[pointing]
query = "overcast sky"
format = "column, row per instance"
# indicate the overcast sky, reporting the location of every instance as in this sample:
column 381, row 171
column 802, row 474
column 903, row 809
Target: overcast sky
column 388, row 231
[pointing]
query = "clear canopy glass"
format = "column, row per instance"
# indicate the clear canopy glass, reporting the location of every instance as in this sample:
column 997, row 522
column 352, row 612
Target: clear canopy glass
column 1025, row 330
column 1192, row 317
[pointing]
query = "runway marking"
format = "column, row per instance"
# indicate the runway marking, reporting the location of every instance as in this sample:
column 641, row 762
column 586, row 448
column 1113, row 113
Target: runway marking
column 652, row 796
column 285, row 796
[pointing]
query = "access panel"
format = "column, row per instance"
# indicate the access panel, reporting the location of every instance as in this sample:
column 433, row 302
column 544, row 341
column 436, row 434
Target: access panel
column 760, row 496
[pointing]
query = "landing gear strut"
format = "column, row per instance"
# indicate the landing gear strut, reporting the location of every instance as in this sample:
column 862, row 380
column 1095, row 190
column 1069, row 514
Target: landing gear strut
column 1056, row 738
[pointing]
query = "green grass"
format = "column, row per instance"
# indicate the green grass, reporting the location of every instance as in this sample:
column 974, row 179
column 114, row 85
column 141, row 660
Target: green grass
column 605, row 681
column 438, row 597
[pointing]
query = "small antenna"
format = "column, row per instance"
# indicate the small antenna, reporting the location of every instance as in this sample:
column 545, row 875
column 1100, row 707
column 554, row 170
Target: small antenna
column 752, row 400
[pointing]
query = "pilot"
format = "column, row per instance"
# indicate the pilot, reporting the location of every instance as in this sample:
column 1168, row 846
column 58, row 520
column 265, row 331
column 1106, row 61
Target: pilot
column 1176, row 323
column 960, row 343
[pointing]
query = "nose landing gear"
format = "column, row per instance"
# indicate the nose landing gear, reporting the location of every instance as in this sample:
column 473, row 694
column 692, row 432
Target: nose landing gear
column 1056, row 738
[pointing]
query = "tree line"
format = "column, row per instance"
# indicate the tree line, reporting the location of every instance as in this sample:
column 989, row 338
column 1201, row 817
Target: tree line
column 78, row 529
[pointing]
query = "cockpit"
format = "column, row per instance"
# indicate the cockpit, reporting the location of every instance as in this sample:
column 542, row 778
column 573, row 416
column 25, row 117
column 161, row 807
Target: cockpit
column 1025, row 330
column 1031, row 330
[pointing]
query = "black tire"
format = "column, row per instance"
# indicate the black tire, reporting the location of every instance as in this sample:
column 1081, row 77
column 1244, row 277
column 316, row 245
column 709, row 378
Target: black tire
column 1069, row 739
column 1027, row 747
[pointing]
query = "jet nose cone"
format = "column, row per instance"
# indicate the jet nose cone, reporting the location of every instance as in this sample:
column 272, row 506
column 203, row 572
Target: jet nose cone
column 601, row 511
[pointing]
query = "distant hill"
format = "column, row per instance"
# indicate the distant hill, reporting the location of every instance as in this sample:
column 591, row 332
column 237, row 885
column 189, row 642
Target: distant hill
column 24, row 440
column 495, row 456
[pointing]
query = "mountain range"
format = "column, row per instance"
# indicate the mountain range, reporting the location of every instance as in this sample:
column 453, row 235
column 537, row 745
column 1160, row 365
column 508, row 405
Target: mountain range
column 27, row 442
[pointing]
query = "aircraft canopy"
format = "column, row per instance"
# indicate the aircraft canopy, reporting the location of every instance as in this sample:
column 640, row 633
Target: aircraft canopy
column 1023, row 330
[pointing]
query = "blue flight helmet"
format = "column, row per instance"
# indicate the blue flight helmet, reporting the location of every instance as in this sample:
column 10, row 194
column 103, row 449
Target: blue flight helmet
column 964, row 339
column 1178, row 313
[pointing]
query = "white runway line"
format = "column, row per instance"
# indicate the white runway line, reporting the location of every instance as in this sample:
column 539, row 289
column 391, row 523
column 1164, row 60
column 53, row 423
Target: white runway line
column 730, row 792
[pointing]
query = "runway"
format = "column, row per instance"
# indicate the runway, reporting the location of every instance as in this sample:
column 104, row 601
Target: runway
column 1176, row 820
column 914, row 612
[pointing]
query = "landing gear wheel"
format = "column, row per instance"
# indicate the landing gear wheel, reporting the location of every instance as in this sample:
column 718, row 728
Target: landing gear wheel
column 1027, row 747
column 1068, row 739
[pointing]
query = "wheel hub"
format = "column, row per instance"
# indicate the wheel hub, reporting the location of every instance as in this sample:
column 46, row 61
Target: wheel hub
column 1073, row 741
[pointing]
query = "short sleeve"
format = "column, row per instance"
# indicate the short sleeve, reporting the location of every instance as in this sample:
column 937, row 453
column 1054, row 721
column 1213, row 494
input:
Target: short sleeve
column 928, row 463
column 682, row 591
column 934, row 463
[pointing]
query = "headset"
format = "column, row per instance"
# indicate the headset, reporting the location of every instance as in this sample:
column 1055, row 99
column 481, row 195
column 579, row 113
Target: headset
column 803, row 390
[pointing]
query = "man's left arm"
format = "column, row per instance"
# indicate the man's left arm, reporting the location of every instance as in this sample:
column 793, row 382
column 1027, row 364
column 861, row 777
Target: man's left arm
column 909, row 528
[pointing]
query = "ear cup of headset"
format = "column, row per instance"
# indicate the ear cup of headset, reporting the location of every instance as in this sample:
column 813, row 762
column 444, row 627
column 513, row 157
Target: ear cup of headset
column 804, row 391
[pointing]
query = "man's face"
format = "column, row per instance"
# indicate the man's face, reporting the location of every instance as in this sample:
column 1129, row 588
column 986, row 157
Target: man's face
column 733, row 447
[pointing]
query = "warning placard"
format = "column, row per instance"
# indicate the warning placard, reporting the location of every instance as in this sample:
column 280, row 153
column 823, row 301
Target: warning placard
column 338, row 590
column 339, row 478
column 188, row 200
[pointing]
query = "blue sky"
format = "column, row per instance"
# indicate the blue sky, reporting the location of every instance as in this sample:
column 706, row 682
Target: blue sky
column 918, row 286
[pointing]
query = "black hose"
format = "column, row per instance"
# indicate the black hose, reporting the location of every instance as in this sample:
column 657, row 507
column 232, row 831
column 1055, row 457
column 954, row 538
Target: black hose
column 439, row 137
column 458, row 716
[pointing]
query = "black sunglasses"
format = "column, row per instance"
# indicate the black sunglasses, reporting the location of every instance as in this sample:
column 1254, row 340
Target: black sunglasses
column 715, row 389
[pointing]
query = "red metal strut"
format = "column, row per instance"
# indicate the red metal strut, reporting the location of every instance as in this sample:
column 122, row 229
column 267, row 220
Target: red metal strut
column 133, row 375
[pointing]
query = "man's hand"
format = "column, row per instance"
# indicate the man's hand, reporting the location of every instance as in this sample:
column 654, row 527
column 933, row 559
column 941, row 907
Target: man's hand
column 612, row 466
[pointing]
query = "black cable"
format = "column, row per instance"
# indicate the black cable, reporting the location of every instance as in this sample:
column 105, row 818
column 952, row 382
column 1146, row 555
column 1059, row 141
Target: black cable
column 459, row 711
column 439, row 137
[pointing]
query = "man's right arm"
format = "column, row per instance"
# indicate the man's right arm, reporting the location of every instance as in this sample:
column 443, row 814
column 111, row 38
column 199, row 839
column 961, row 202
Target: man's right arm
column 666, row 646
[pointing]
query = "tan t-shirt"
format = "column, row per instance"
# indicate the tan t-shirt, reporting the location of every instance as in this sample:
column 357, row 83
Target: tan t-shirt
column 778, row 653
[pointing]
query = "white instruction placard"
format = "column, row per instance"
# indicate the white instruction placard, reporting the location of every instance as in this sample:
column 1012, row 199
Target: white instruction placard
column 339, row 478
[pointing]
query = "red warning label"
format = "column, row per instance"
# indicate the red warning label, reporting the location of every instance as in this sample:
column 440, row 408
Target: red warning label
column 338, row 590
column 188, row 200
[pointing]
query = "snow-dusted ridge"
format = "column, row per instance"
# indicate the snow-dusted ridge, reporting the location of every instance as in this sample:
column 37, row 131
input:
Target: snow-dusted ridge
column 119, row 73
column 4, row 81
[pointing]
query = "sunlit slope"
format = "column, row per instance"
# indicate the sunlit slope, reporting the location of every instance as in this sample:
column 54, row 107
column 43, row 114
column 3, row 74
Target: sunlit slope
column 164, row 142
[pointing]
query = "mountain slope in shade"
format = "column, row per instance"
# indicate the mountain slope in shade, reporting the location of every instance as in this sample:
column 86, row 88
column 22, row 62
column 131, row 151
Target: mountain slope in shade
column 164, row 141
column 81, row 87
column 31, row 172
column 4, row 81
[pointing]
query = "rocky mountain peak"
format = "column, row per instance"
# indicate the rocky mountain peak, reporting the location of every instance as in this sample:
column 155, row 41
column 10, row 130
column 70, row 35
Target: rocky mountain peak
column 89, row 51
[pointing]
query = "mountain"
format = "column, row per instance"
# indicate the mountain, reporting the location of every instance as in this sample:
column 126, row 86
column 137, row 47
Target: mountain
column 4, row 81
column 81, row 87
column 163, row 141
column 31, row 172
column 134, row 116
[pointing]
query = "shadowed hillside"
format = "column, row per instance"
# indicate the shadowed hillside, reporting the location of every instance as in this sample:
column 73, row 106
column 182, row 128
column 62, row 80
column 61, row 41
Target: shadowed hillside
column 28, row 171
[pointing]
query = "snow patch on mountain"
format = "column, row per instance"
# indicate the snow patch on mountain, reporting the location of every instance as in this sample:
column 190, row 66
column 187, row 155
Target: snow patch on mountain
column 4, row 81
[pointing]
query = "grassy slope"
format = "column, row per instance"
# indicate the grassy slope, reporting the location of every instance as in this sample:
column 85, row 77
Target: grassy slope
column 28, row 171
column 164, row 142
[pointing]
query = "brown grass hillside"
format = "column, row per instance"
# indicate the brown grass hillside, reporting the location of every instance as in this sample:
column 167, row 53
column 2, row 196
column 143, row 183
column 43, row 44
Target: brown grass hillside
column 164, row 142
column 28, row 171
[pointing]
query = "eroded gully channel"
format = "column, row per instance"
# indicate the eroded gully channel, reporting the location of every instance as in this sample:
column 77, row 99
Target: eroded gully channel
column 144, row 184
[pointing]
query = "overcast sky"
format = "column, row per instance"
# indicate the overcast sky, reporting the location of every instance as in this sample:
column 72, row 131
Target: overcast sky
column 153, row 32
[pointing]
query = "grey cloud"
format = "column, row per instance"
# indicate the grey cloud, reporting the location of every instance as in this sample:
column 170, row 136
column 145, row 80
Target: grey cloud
^^^^^^^^
**Task instructions:** Go through the material and report each line that holds the string "grey".

**Response to the task:**
query = "grey cloud"
# indicate the grey cloud, reporting the location of every instance as in this sample:
Target: grey cloud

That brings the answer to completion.